■ Short task
Pick out every line of the records below that contains the string "shot" and copy each one. Case counts.

[Shape labeling records]

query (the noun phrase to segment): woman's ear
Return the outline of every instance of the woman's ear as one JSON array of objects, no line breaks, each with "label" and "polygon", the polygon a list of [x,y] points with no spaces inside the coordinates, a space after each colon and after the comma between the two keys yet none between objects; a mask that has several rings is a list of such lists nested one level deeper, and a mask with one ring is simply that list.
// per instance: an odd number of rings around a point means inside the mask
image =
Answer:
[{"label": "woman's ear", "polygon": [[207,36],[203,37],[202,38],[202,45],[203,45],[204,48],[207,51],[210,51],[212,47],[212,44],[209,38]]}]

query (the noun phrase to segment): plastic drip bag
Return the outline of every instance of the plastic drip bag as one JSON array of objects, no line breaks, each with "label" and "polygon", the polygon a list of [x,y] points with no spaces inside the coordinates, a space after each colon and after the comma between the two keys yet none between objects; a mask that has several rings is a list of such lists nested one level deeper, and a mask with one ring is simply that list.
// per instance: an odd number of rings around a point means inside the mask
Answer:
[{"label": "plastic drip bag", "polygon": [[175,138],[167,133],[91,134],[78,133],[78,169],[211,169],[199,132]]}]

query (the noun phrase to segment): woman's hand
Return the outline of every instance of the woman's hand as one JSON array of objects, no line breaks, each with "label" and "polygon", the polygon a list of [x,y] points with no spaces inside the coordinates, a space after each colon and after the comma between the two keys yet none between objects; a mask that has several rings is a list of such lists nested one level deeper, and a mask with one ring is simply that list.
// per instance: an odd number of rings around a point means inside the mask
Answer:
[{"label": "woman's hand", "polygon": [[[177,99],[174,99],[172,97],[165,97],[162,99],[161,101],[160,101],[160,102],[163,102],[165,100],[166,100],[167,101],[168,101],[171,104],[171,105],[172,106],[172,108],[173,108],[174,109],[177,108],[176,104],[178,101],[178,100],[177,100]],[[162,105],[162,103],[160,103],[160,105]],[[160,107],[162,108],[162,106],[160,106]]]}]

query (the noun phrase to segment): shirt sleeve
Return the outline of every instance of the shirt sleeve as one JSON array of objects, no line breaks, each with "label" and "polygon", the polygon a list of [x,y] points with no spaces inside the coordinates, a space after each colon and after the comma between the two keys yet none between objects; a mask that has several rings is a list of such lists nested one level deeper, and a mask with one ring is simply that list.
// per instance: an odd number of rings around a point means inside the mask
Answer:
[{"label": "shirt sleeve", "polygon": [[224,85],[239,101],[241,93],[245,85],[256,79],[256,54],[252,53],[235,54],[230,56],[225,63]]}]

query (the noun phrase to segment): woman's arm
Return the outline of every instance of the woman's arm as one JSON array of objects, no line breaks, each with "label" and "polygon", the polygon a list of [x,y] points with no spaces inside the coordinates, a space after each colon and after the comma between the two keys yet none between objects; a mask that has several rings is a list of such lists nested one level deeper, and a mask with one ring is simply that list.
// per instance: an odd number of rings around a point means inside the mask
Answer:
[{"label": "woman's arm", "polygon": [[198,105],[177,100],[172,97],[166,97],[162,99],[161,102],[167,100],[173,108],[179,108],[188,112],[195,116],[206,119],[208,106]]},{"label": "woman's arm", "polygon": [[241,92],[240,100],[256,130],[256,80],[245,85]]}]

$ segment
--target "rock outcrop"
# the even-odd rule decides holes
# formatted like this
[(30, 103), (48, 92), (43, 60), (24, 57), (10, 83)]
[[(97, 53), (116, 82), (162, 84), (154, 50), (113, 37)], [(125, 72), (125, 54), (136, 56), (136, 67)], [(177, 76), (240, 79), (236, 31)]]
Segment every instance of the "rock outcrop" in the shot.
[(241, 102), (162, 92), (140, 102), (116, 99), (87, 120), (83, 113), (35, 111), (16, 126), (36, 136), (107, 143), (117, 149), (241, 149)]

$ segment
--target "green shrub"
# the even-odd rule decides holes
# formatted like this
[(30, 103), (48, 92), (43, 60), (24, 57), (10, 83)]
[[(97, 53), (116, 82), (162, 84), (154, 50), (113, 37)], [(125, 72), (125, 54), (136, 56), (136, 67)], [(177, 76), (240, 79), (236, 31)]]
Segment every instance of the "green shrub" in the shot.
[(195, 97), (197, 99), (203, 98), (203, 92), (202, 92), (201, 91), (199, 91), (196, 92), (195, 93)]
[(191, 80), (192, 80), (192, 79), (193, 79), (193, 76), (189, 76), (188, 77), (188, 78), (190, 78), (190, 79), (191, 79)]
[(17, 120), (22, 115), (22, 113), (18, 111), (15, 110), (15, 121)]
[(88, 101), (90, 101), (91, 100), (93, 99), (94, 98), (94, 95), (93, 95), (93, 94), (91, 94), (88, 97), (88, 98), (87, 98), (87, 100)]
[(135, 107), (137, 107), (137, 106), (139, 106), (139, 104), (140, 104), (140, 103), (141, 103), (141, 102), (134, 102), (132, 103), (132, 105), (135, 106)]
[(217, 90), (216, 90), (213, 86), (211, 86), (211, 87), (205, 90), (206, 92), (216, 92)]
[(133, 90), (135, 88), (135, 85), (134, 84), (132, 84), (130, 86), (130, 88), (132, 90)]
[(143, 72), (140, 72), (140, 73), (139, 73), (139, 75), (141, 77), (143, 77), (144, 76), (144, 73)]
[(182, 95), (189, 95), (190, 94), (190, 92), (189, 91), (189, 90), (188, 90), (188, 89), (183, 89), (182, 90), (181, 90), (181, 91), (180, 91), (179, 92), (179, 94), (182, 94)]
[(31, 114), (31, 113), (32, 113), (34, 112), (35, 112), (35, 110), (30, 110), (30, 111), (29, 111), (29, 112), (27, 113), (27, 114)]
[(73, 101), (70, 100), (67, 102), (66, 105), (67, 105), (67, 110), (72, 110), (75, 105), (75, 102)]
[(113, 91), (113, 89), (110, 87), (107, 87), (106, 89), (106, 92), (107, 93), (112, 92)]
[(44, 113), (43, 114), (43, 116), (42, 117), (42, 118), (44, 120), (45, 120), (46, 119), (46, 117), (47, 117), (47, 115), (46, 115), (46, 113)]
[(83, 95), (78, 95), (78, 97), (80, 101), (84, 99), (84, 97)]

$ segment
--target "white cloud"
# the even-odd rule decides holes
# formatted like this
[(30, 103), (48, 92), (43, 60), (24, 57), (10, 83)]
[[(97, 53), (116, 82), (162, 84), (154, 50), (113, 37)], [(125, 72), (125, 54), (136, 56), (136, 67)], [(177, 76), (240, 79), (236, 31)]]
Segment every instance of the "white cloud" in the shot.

■ Final result
Segment every instance of the "rock outcrop" in the shot.
Segment every instance of the "green shrub" in the shot.
Segment every instance of the "white cloud" in the shot.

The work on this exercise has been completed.